• [Assignment]:
Keep the pictures out. Restate the entries below word for word.

┌─ Supplied data

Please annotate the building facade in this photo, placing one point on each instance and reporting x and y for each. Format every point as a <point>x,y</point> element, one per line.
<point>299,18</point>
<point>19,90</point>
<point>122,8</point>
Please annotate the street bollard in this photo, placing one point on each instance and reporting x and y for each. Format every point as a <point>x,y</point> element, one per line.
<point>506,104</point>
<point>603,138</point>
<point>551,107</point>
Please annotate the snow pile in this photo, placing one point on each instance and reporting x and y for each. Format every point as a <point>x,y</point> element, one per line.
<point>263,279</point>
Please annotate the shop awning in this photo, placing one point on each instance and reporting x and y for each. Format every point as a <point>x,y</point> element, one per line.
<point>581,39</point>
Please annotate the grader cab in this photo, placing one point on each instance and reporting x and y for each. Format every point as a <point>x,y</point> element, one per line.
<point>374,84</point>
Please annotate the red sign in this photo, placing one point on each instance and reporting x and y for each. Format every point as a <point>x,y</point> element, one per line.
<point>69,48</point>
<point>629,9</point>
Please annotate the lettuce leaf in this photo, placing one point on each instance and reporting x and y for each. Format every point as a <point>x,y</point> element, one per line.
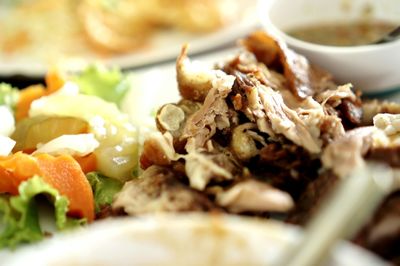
<point>108,84</point>
<point>104,188</point>
<point>8,95</point>
<point>20,217</point>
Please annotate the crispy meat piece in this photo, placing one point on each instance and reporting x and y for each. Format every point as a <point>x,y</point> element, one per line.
<point>389,155</point>
<point>373,107</point>
<point>194,81</point>
<point>303,79</point>
<point>158,149</point>
<point>159,190</point>
<point>212,115</point>
<point>311,198</point>
<point>254,196</point>
<point>346,152</point>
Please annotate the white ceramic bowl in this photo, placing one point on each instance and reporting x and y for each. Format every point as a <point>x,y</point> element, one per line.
<point>371,68</point>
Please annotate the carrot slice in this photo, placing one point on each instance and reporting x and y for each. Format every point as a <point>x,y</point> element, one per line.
<point>54,79</point>
<point>61,172</point>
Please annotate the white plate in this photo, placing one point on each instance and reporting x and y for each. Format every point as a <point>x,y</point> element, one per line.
<point>179,239</point>
<point>163,46</point>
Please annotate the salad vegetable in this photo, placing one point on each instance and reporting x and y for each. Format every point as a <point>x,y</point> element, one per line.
<point>104,189</point>
<point>67,140</point>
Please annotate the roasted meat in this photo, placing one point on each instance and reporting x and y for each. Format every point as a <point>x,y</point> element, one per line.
<point>263,132</point>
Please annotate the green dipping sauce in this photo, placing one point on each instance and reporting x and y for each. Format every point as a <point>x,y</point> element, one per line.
<point>342,33</point>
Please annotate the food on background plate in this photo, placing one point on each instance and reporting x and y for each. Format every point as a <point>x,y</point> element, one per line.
<point>264,134</point>
<point>101,28</point>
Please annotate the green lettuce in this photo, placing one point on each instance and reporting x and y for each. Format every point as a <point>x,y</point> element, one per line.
<point>8,95</point>
<point>104,189</point>
<point>108,84</point>
<point>20,217</point>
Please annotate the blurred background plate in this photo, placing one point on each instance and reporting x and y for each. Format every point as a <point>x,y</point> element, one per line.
<point>50,47</point>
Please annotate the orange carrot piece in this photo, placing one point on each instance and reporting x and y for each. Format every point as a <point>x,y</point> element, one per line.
<point>88,163</point>
<point>65,175</point>
<point>54,79</point>
<point>15,169</point>
<point>61,172</point>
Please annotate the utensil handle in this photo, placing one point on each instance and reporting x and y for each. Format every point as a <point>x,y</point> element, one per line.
<point>353,201</point>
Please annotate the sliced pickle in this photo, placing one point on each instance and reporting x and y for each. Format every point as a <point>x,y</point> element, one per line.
<point>41,129</point>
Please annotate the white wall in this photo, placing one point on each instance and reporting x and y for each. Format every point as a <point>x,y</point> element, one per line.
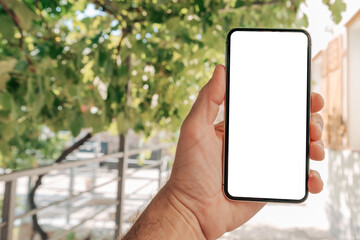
<point>354,86</point>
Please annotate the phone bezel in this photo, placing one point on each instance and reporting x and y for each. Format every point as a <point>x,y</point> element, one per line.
<point>226,117</point>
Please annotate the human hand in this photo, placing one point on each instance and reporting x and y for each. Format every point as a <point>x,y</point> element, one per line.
<point>196,179</point>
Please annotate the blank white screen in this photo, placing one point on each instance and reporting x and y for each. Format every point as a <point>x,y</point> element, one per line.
<point>267,115</point>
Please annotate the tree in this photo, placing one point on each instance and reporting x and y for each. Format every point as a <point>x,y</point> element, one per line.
<point>68,65</point>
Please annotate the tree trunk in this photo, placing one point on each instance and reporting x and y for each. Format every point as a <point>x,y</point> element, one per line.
<point>31,195</point>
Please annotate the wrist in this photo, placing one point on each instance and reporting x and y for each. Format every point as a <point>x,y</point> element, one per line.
<point>179,217</point>
<point>166,218</point>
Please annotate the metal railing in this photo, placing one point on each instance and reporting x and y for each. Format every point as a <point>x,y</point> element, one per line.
<point>10,180</point>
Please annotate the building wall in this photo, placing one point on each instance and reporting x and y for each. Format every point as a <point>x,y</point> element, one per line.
<point>354,85</point>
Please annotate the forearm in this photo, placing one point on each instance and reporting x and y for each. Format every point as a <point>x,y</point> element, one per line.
<point>165,218</point>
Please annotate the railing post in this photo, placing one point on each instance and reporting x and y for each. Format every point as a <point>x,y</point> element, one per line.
<point>8,211</point>
<point>122,167</point>
<point>71,192</point>
<point>160,169</point>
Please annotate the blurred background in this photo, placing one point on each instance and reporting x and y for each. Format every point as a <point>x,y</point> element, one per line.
<point>93,93</point>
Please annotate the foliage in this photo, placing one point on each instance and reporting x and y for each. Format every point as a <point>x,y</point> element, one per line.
<point>115,65</point>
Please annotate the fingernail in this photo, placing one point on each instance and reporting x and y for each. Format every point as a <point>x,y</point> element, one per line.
<point>320,127</point>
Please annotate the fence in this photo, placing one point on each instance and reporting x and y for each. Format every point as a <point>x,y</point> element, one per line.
<point>8,210</point>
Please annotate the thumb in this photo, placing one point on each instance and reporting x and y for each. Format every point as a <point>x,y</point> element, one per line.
<point>211,96</point>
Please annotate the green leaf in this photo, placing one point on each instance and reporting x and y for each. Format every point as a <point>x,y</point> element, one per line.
<point>239,3</point>
<point>7,26</point>
<point>76,123</point>
<point>5,67</point>
<point>25,14</point>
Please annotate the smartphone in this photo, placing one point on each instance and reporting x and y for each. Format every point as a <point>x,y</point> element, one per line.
<point>267,115</point>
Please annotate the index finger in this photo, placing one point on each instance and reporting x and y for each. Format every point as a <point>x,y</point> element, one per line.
<point>317,102</point>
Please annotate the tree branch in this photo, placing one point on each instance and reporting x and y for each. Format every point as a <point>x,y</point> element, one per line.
<point>253,4</point>
<point>42,17</point>
<point>31,195</point>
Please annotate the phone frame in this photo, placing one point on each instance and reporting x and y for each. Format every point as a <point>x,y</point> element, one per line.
<point>226,116</point>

└─

• [Response to this task]:
Please annotate the building facade in this photo, placing one point on each instance and reporting x and y for each. Format every point as a <point>x,y</point> element, one per line.
<point>299,18</point>
<point>19,90</point>
<point>122,8</point>
Please annotate the street bollard in this photo, placing one point on each instance and reporting x and y for each. Format every point as a <point>x,y</point> element, one per line.
<point>506,104</point>
<point>603,138</point>
<point>551,107</point>
Please annotate the snow pile in this photo, placing one point on each instance and reporting x and y for each. Format every point as a <point>x,y</point> element, one per line.
<point>263,279</point>
Please annotate the shop awning in this photo, placing one point on each instance and reporting x and y for each. Format every point as a <point>x,y</point> element, one per line.
<point>581,39</point>
Please annotate the grader cab in this photo, placing one point on each instance and reporting x and y for each. Format every point as a <point>x,y</point> element, one per line.
<point>374,84</point>
Please annotate the red sign in this photo, placing one point on each instance and reporting x and y for each. Format every point as a <point>x,y</point> element, one per line.
<point>69,48</point>
<point>629,9</point>
Please annotate the lettuce leaf in this photo, placing one point on each instance and reporting x and y for each. Format every point as a <point>x,y</point> element, one per line.
<point>108,84</point>
<point>104,188</point>
<point>8,95</point>
<point>20,217</point>
Please annotate the crispy meat piece in this photo, placing one point on each instance and reporting x and y for each. Format every point as a <point>x,y</point> element, one per line.
<point>389,155</point>
<point>373,107</point>
<point>194,81</point>
<point>303,79</point>
<point>158,149</point>
<point>159,190</point>
<point>212,115</point>
<point>311,198</point>
<point>254,196</point>
<point>346,152</point>
Please annotate the white ceramic bowl in this photo, placing one point on each instance and reporting x and y for each. Format every point as a <point>x,y</point> element, one per line.
<point>371,68</point>
Please annotate the carrot slice in this photo, placing one point on each instance and reporting x and y for each. Format every point as a <point>x,y</point> element, one per line.
<point>54,79</point>
<point>61,172</point>
Please annotate the white plate in this photo, placing one point on each instance and reporting x and y for each. Format every point as a <point>x,y</point> element, one per line.
<point>179,239</point>
<point>163,46</point>
Please annotate the salad vegetable in this photo, placing one point on each instance and reporting x and y for each. Format every point as a <point>x,y</point> element, one per line.
<point>104,189</point>
<point>67,140</point>
Please annotate the roasted meat in this photo, placing one point on each instance and reporting x and y for each. Format every point as a <point>x,y</point> element, one per line.
<point>263,132</point>
Please annotate the green dipping sauce in this photo, placing one point on each instance and reporting x and y for each. Format every point as a <point>x,y</point> element, one per line.
<point>342,33</point>
Please annotate the food on background plate in this photo, placing one point on each instance and reporting x and y for each. Format every point as a <point>x,y</point> element, one per line.
<point>264,134</point>
<point>101,28</point>
Please annotate the green lettuce in this photo, placing one point on each instance and reporting x and y for each. Format every point as a <point>x,y</point> element, one per line.
<point>8,95</point>
<point>104,189</point>
<point>108,84</point>
<point>20,217</point>
Please annotate the blurred background plate in this photo, placing one point on each instance and reporting x and y for each. Format every point as a <point>x,y</point> element, one per line.
<point>50,47</point>
Please annotate the orange carrot piece in this photo, placing one point on each instance and reporting x and y for each. Format every point as a <point>x,y</point> element, one per line.
<point>88,163</point>
<point>65,175</point>
<point>54,79</point>
<point>15,169</point>
<point>61,172</point>
Please annotate the utensil handle in this photo, placing one point on each instance and reporting x and y for each. Format every point as a <point>x,y</point> element, one per line.
<point>353,201</point>
Please annotate the sliced pickle in this photo, placing one point on each instance and reporting x and y for each. Format every point as a <point>x,y</point> element, one per line.
<point>41,129</point>
Please annotate the white wall in this photo, placing one point on each instance and reporting x and y for each. Format every point as a <point>x,y</point> element, one per line.
<point>354,86</point>
Please annotate the phone bezel in this photo, placing one point on each instance and reporting x and y for each. Format every point as a <point>x,y</point> element, one per line.
<point>226,117</point>
Please annotate the human hand in this photo, placing one point on each instance and reporting x and y for each. Format every point as a <point>x,y</point> element, one per line.
<point>196,179</point>
Please annotate the blank white screen in this photo, placing one point on each instance and reporting x and y for each. Format every point as a <point>x,y</point> element, one per line.
<point>267,115</point>
Please annotate the tree in this photo, placing one point on each instance and reporting x and y for each. Format every point as a <point>x,y</point> element, one per line.
<point>68,65</point>
Please annotate the tree trunk in this photo, placing one point on each instance and reporting x and y for each. Format every point as a <point>x,y</point> element, one per line.
<point>31,195</point>
Please annotate the wrist in this photo, placing one point on each instance and reporting x and y for each. Format every point as a <point>x,y</point> element, one per line.
<point>179,217</point>
<point>166,218</point>
Please annotate the metal railing in this photo, placing one point on each instance and reporting x and y for each. Format every point as a <point>x,y</point> element, one per line.
<point>10,180</point>
Please annotate the building wall in this photo, placing one point on each instance and reporting x and y for each. Format every point as a <point>x,y</point> element, one per line.
<point>354,85</point>
Please annotate the forearm in this photo, placing one point on each instance and reporting x and y for each. Format every point as a <point>x,y</point> element, one per line.
<point>165,218</point>
Please annotate the railing post in this photo, placing one point on each instance and reporting x and y for each. Format every point as a <point>x,y</point> element, one per line.
<point>8,211</point>
<point>122,167</point>
<point>71,192</point>
<point>160,169</point>
Please annotate the blurred background in this photo, placing one point on each instance and reporting x and y for each. Format every point as a <point>x,y</point> element, one per line.
<point>93,93</point>
Please annotate the foliage in this photo, placing one point on each instance and reporting x and y for each. Format every point as a <point>x,y</point> element, one per line.
<point>115,65</point>
Please annotate the fingernail in this photo, placing one point on each instance and reporting x and y for each. Format every point as a <point>x,y</point> element, one per line.
<point>320,127</point>
Please annotate the fence in this photo, placing one point on each instance and reporting x and y for each. Format every point as a <point>x,y</point> element, one per line.
<point>8,210</point>
Please annotate the thumb in this photo, placing one point on each instance and reporting x and y for each. Format every point as a <point>x,y</point> element, one per line.
<point>211,96</point>
Please annotate the green leaf in this photo, placing one point on each instance and reporting x and y for each. Format every point as a <point>x,y</point> element, one per line.
<point>239,3</point>
<point>7,26</point>
<point>76,123</point>
<point>5,67</point>
<point>25,14</point>
Please annotate the smartphone in this photo, placing one point on each instance and reporting x and y for each. Format every point as a <point>x,y</point> element, one per line.
<point>267,115</point>
Please annotate the index finger in this photo, placing one point on each instance and reporting x and y for each. Format every point as a <point>x,y</point> element, one per line.
<point>317,102</point>
Please annotate the tree branch in this photo, placing one point on each instance and reporting x and y for each. Format every point as a <point>x,y</point> element, one per line.
<point>253,4</point>
<point>42,17</point>
<point>31,195</point>
Please annotate the phone frame in this photo, placing one point on each instance and reporting x and y for each. Format every point as a <point>x,y</point> element, one per line.
<point>226,116</point>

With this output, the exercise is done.